◆ RECORDS SUPPLIED:
=== Begin Enclosure ===
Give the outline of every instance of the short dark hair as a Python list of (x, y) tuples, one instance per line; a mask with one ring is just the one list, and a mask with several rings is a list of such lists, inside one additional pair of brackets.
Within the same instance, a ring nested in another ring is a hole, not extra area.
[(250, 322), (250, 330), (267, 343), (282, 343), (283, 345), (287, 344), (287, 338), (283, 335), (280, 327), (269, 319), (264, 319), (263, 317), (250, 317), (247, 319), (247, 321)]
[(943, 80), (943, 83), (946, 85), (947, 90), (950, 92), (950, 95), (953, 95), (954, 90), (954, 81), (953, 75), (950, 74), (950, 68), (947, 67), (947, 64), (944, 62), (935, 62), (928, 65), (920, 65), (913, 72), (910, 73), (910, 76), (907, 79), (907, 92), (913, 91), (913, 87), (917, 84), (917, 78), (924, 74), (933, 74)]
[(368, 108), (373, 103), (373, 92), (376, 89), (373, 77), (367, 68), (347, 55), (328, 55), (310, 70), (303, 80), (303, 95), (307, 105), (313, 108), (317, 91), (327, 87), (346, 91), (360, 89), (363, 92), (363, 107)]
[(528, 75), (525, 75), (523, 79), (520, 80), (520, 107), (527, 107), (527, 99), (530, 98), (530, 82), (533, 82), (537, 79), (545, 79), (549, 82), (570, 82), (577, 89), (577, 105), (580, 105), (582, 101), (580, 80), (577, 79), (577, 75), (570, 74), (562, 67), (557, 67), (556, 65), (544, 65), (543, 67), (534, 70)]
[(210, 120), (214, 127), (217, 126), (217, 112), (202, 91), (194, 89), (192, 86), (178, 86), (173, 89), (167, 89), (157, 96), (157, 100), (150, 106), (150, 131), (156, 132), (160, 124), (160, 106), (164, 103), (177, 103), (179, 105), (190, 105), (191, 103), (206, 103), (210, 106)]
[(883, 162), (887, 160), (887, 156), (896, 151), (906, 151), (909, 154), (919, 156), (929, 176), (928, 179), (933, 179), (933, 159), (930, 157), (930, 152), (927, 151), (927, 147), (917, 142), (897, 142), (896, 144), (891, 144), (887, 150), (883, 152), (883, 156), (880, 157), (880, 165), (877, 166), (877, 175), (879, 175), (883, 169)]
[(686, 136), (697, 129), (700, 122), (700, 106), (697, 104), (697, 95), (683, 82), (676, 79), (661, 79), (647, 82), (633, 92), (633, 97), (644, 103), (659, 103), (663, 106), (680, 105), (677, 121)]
=== End Enclosure ===
◆ PROBLEM:
Copy, from the data above, every line where the word "ring" appears.

◆ SOLUTION BELOW:
Give the outline of every instance of the short dark hair as a Python list of (x, y) tuples, one instance per line; a mask with one ring is just the one list, and a mask with several rings is a list of such lists, inside one additional pair of brackets.
Within the same instance, a ring nested in another ring is a hole, not extra area.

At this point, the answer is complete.